- ENTRIES PROVIDED:
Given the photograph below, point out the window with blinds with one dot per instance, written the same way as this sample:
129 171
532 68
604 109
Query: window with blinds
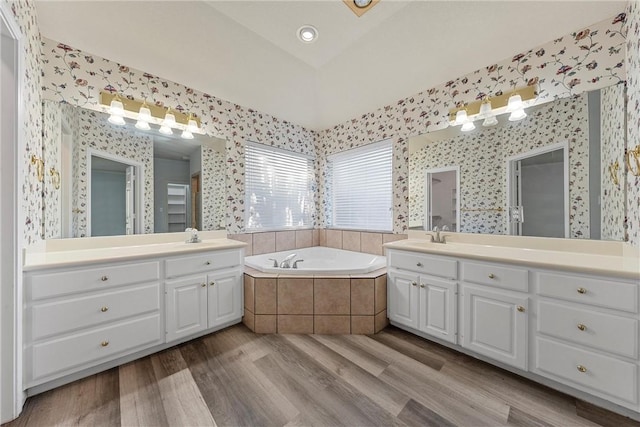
361 186
278 190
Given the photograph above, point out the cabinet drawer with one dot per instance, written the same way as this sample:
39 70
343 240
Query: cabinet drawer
614 334
435 266
496 275
79 351
602 374
61 316
91 279
603 293
200 263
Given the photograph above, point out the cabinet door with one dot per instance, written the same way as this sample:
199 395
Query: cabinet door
186 302
495 325
225 297
403 298
438 306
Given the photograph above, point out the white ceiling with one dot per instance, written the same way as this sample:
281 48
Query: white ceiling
247 52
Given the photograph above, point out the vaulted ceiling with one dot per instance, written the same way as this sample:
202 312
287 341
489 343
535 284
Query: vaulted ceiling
247 52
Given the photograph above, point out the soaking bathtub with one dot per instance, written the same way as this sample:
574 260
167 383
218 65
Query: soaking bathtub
318 260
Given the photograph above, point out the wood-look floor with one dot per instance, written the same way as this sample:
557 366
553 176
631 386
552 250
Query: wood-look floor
237 378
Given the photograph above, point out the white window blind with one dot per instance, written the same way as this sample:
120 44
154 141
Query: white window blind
278 190
362 188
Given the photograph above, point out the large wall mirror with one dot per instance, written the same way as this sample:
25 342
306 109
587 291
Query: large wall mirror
116 180
552 174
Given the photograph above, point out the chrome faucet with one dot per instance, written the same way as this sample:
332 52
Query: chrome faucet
285 262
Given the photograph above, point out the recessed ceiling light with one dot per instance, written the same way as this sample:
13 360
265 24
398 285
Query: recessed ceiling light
307 33
362 3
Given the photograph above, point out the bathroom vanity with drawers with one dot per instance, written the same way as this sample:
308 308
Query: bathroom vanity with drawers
90 310
573 326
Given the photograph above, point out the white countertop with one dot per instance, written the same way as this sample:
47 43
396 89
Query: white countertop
623 266
38 259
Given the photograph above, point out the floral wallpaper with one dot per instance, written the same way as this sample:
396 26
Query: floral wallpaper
32 189
581 61
97 133
633 119
612 137
482 156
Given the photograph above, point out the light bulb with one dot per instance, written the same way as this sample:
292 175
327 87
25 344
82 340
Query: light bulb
517 115
514 103
469 126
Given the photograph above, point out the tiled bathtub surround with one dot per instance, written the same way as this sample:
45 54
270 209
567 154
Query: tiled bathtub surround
357 241
315 305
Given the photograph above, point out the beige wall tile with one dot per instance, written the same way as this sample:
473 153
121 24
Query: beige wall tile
285 240
265 296
362 297
371 243
246 238
363 325
265 324
381 321
249 319
331 296
334 239
351 240
249 286
295 324
332 325
304 238
381 293
295 296
264 243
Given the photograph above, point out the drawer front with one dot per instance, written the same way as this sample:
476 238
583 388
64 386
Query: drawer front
602 374
513 278
424 264
79 351
200 263
602 293
61 316
614 334
49 285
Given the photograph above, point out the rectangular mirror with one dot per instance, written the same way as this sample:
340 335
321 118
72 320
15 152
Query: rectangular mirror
116 180
508 185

- REQUIRED ACTION: Every record above needs to be repeated exactly; pictures are to be left out.

- YOUR RESPONSE:
Given the photograph below, point out the window with blinds with one dot per instance, written the same way as this sample:
129 171
532 68
604 109
Query: window with blinds
361 186
278 190
Given the photograph above, point out the cabinet drawer with one dot per instance, written the same way as this sample:
39 70
343 240
Query: cabinet drawer
614 334
435 266
496 275
79 351
602 374
61 316
91 279
603 293
200 263
Given the photograph above, point out the cabinet door with one dot per instance, written the same way as this sample:
199 395
Query: cabinet door
186 302
495 325
225 297
403 298
438 306
Given the photograph above, point out the white ceiling with one dot per instance, written the same way as this sample:
281 48
Query: white ceiling
247 52
Given the photograph above, point out the vaulted ceiling with one dot per instance, written the same way as this sample:
202 312
287 341
489 343
535 284
Query: vaulted ceiling
247 52
Given the photograph above, point out the soaking bathtub with one dot per instance, written the same way as this sample:
574 260
167 383
218 65
Query: soaking bathtub
318 260
Given the photograph above, point out the wood-look floor with one dot per instance, written the same way as this sample:
557 366
553 176
631 386
552 250
Query: wood-look floor
237 378
Given the photograph above, point out the white window blind with one dot per instance, written the same way as this sample:
120 44
154 141
Query: white window blind
278 190
362 188
Given the photograph above, point out the large wall mirror with one dot per instance, written the same way as this sample:
25 342
306 109
587 291
Query: large wall mirror
116 180
552 174
Given the photograph above, point out the chrome faucet with one dot per instance, written the same way as this sample:
332 52
Query: chrome faucet
285 262
Given the photograph above, point out the recessed ceiling light with one dot per instance, written the same way as this sample:
13 360
265 24
398 285
Query: recessed ceiling light
307 33
362 3
Given the photograph above, point out the bathroom vanity with drawers with one dot per instance, written the same way as this sample:
308 308
Query: bathroom vanity with drawers
90 310
573 326
Given the photograph above, point out the white countertop with one dot per instance, written the same way as this sample:
47 43
396 89
Query: white countertop
623 266
38 259
Given the photograph above, point out the floral wallpaper with one dot per instance, written the same way as this sample:
396 26
Query: floral wallpaper
32 189
581 61
97 133
633 119
612 137
482 156
Given the photograph above, point out the light bulb with one dot per instance, written the same way as this sample:
292 175
327 87
25 344
82 340
Query: light bulb
517 115
514 103
469 126
Given the photograph above, point out the tiled bathtub surround with one dot per instance, written the same way as this sample:
45 54
270 209
567 154
Query: tiled bathtub surround
357 241
315 305
Given the photograph above, point out the beige wall tile with one dot per instance, written the same way as this sample:
473 153
121 24
Query: beige wall tile
285 240
265 296
362 297
371 243
246 238
363 325
265 324
381 321
249 319
331 296
334 239
351 240
249 286
295 324
332 325
304 238
381 293
295 296
264 243
Given the photograph above, point out the drawer front with one dot per instance, written the same way as this sample:
476 238
583 388
64 386
Query: drawer front
602 374
513 278
424 264
79 351
200 263
602 293
61 316
614 334
49 285
Given the photograph above, point out the rectangular mirror with one dot per instance, written the same way as this sample:
340 335
321 118
72 320
15 152
Query: rectangular mirror
116 180
508 185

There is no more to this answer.